Nicolas Sarkozy est d’une constance exemplaire. S’il y a du chômage dans ce pays, c’est la faute aux 35 heures, qui ont amoindri la compétitivité de la France. Il l’a répété ce jeudi soir sur TF1
sans fioriture… et sans contradicteur :
« Pendant que nos amis allemands amélioraient la formation et se battaient sur les marchés pour être plus compétitifs, dit-il, on a fait les 35 heures (…). Il y a eu décrochage de compétitivité
et vos usines ont été délocalisées ».
« C’est la raison pour laquelle j’ai ré-autorisé les heures supplémentaires », ajouta-t-il, se félicitant que « même en 2010 avec la crise », 750 millions d’heures supplémentaires aient bénéficié
à 5.300.000 salariés.
Ce remède fut toutefois aussi contestable que le diagnostic.
Une perte de compétitivité française ? Elle est introuvable, sauf dans les argumentaires patronaux. En témoigne le graphe ci-contre, tiré du bulletin de la Banque de France. La ligne bleu turquoise, descendante, indique au contraire un gain continu de compétitivité prix de l’économie française face à ses concurrents de la zone euro. C’est seulement contre les pays extérieurs à la zone euro que la France perd en compétitivité : le seul responsable, c’est l’euro trop cher.
Avec les 35 heures, les salariés français travaillent-ils moins que les salariés allemands ? Justement, non. Entre 2000 et 2008, les salariés allemands ont chacun travaillé beaucoup moins longtemps que les salariés français, en moyenne, et de part et d’autre du Rhin, la durée du travail a sensiblement diminué. En 2009, indique l’OCDE, l’écart s’est nettement accru : 1.309 heures pour l’Allemand, 1.468 heures pour son collègue français.

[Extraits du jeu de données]
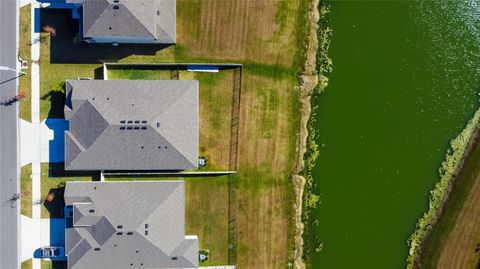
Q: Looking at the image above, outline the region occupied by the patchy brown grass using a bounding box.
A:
[177,0,301,65]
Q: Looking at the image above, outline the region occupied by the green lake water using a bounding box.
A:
[306,1,480,269]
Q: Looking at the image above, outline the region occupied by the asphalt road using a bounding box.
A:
[0,0,20,269]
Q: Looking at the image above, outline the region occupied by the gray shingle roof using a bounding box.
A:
[83,0,176,44]
[65,181,198,269]
[65,80,199,170]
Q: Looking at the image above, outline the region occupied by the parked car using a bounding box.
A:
[40,246,65,259]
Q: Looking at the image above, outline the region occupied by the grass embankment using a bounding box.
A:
[19,5,32,121]
[419,133,480,269]
[20,164,32,218]
[106,176,228,266]
[40,163,92,218]
[407,110,480,268]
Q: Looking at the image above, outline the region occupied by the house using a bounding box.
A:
[64,181,199,269]
[64,80,199,171]
[66,0,176,44]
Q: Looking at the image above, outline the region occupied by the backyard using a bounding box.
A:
[106,176,228,266]
[35,0,308,268]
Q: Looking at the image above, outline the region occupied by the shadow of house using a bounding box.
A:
[40,8,172,64]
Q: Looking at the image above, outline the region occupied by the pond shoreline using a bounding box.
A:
[291,0,320,269]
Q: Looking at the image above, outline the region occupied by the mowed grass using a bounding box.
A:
[114,0,309,268]
[108,69,171,80]
[106,176,228,266]
[40,33,101,120]
[40,163,93,218]
[419,138,480,269]
[22,259,32,269]
[19,5,32,121]
[37,0,309,268]
[20,164,32,218]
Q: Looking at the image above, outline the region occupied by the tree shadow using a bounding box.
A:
[43,163,100,219]
[40,8,172,63]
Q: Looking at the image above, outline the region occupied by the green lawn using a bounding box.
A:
[106,176,228,266]
[19,5,32,121]
[108,69,170,80]
[36,0,310,268]
[40,163,93,218]
[20,164,32,218]
[420,138,480,269]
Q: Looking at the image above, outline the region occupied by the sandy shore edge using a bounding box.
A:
[291,0,320,269]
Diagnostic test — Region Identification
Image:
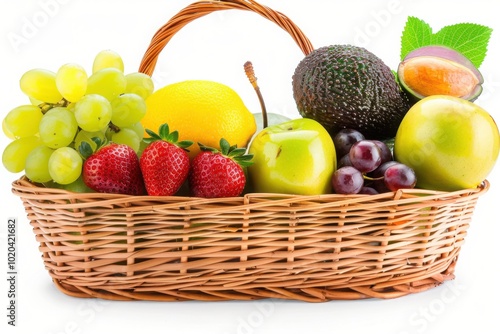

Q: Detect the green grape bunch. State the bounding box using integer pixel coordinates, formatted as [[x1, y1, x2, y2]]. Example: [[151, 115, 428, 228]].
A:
[[2, 50, 154, 189]]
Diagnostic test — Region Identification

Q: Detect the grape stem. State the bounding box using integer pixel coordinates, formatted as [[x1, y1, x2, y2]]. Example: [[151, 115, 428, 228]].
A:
[[243, 61, 267, 128], [38, 98, 71, 114], [363, 174, 384, 181], [108, 122, 120, 133]]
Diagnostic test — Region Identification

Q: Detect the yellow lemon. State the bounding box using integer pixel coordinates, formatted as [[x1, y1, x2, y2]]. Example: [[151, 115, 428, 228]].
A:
[[142, 80, 257, 158]]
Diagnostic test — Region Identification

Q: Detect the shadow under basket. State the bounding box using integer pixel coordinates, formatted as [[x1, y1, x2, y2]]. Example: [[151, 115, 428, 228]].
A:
[[13, 177, 489, 302]]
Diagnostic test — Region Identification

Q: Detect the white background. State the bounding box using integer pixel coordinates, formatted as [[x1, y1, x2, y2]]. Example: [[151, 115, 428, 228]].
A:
[[0, 0, 500, 334]]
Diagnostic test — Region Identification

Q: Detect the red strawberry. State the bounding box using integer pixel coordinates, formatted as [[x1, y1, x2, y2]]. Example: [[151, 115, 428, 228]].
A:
[[80, 140, 145, 195], [140, 124, 193, 196], [189, 139, 253, 198]]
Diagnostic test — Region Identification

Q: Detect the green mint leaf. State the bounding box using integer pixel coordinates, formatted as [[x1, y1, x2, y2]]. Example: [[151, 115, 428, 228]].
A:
[[433, 23, 493, 68], [400, 16, 493, 68], [401, 16, 432, 60]]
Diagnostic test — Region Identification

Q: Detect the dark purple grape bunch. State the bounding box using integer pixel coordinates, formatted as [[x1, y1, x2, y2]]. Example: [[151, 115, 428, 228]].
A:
[[332, 129, 417, 194]]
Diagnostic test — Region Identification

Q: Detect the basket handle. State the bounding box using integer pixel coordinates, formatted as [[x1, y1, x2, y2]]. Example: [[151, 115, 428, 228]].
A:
[[139, 0, 314, 75]]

- **À faire**:
1. D'après l'extrait sur les 35 heures, combien d'heures un salarié allemand a-t-il travaillé en 2009 selon l'OCDE ?
2. Poursuivez l'extrait sur les 35 heures à la suite de sa dernière phrase.
Les entrées n'ont aucun rapport avec l'extrait sur les 35 heures.

- **Réponses par tâche**:
1. Selon l'OCDE, un salarié allemand a travaillé 1.309 heures en 2009.

2.
Ces résultats n’ont certes pas été obtenus de la même manière. En France, on a partagé le travail entre la totalité des salariés : c’était le choix des 35 heures. En Allemagne, on a recouru massivement au travail à temps partiel, qui est une forme de partage très inégal du chômage.
Lorsque la crise a frappé, les deux pays ont réagi chacun à leur manière.
Le gouvernement allemand a cherché à éviter à tout prix les licenciements. D’où le recours massif au chômage partiel – c’est le travail à temps partiel qui dit enfin son nom. Le plan concerna 1,5 million de salariés, dont la durée du travail baissa de 31% en moyenne, indique le Bureau international du travail (1). Si les entreprises allemandes avaient dû licencier 500.000 salariés pour les réembaucher après la crise, il leur en aurait coûté 22 milliards d’euros. Le chômage partiel de 1,5 millions de salariés ne leur a coûté que 5 milliards, l’Etat subventionnant l’opération à hauteur de 6 milliards. C’est ainsi que la durée moyenne du travail pour un salarié allemand a chuté en 2009.
Le gouvernement français, lui, a choisi de ne pas se déjuger. Il a continué à subventionner les heures supplémentaires. Ce dispositif n’avait pas été initié en 2007 seulement pour des raisons
idéologiques. Il visait, avecd’autres mesures, à freiner les embauches consécutives au papy-boom : sur le marché du travail, le rapport des forces devenait trop favorable aux salariés.
Mais avec la crise, cette politique fut prise à contre-pied et c’est le taux de chômage qui augmenta : 9,7% en 2010 en moyenne contre 6,8% outre-Rhin. Jamais un tel écart ne fut observé depuis
2000. (1) Bureau international du travail : Rapport annuel sur les salaires
2011 – Politiques salariales en temps de crise.